* Short problem: Continue the Mrs. Santa Claus article from its final sentence onward.

* Passage:
* * * *
That’s when Sylvia began her visits as Mrs. Santa Claus.
“My grandchildren played elves to help me. At first I wore a red broomstick skirt and a red sweater. The wig I wore was one I ordered from a catalog while I worked at Beall’s. I handed out the packages the nursing home and families brought to the tree. I sang with them and passed out my candy canes. Later, a friend sewed a dress for me. I bought an apron.”
Curtis passed away in 1997. She couldn’t forget all the people she left behind.
“I began working at Bennett’s [Printing and Office Supply]. After work, I called around the nursing homes and asked if I could visit at Christmastime as Mrs. Santa. Their first question was always the same: ‘How much do you charge?’
“I told them there was no charge — that it was my way of giving something back to God.
“I don’t have much income. I still have to work at 71 years of age, but I can give of myself.”
She goes each year to the Wesley Methodist Church on their family dinner night at Christmas time.
“I have so much fun going to the Dollar Tree store, shopping for little gifts for each of the children there. I read stories to them. Usually the pastor chooses what I should read.”
She buys tiny candy canes for the adults at Heritage Trails, Town Hall Estates, Grandview Nursing Home and Santa Fe Trails. She walks through La Fiesta Restaurant, to treat the children.
“I also go to Sunshine Restaurant’s Christmas party as Mrs. Santa. A regular customer there, I feel like their family is mine.”
She has visited homes of shut-ins upon request.
“Sometimes I ask others to tell me the best Christmas they remember. I’ve been told about dogs or cats they received as gifts. One had a baby sister born on Christmas Day. There were memories of a bicycle that a father rebuilt and repainted as good as new.”
Many remembered the lonely Christmases during World War II. One lady’s husband came home and the others in the neighborhood were still away. She invited their families to come to her home and they shared their Christmas meal together. They were excited to have meat during those days of rationing, she said.
I asked Sylvia about her best Christmas.
“When my mother, Lovie, married J. L. Banks, my stepfather, I was 6. I still remember what I got for Christmas: a metal dollhouse with furniture and a doll. “
But J. L. Banks, himself, was her best present. He provided love and acceptance to her and later, to her two sons, John “Chip” and Kim Taylor, now deceased. Sylvia has nine grandchildren.
She wears orthopedic shoes, and walking any distance is not easy.
“I go to each room before everyone gathers for the nursing home tree, she said.
“Not everyone is able to be in a large group. Some don’t want to go. I don’t want them to be left out.”
Quite a talker, she’s quick to respond to questions.
“I made a visit to a nursing home the day we had a little dusting of snow on our rooftops this year. A cute little great-grandson of a resident was full of questions for me.”
The child asked her if she had ridden in Santa’s sleigh to get to Cleburne.
“Oh, no. Only Santa drives his sleigh,” she said. “He was much too busy making toys for the boys and girls. He took me to Anchorage, Alaska, where I flew in an airplane all the way to Dallas-Fort Worth Airport. He had arranged for a hotel room and a rental car for me.”
* * * *
[Data extracted from a collection]

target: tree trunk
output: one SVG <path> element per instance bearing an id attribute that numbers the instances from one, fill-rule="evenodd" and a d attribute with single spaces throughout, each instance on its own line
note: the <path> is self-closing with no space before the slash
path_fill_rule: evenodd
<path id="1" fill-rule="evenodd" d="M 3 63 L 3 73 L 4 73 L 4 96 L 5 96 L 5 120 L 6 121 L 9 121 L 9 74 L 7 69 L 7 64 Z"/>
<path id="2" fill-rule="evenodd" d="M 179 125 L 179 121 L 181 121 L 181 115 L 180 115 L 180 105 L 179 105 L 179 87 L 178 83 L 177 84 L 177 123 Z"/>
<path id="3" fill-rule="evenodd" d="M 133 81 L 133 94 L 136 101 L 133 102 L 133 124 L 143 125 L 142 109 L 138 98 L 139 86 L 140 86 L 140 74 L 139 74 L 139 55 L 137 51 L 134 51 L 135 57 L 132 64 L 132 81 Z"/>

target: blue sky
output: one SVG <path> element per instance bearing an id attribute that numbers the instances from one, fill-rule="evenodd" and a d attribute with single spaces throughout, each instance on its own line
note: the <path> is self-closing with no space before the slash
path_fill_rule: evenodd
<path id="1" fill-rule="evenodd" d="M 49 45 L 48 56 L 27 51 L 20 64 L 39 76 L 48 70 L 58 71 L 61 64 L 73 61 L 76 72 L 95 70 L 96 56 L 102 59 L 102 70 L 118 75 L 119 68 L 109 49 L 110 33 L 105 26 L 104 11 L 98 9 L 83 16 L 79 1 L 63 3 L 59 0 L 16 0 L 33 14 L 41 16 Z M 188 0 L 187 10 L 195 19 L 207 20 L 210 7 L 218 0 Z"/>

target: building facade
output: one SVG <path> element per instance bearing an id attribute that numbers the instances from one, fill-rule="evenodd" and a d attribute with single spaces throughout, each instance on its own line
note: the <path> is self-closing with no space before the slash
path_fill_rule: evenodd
* * * *
* Output of the task:
The child was shocked when she told him she was angry at Santa.
“I wanted to bring my coat and he said, ‘No. You’re going to Texas. It’s hot in Texas.’ And when I saw the snow on the roof this morning I knew how cold I would be.”
She said as she visited a 104-year-old, the lady kept touching her wig, telling her how beautiful her hair was.
After our interview, Mrs. Santa made a visit to Santa Fe Trails to visit Mrs. Dallie Ripley who recently observed her 100th birthday.
A friend of Sylvia’s told me that Sylvia was the most thoughtful person she had ever known. She admired the way she telephoned others to be sure they were all right and how she always knew how to help someone and make them feel better.
One day Sylvia received some help, herself. She was in line to pay for her tiny candy canes at Walgreen’s.
“I was dressed as Mrs. Santa and a lady behind me began to ask questions. When I opened my purse to pay, she said, ‘No, I want to help you with this.’ She had a friend that did the same thing in another state — she paid for me.”
Not every nursing home resident has family that visits them, Sylvia observed.
“I don’t want to see anyone hurt and suffer from no one loving them. If I can give them a smile, then that’s what I should do.”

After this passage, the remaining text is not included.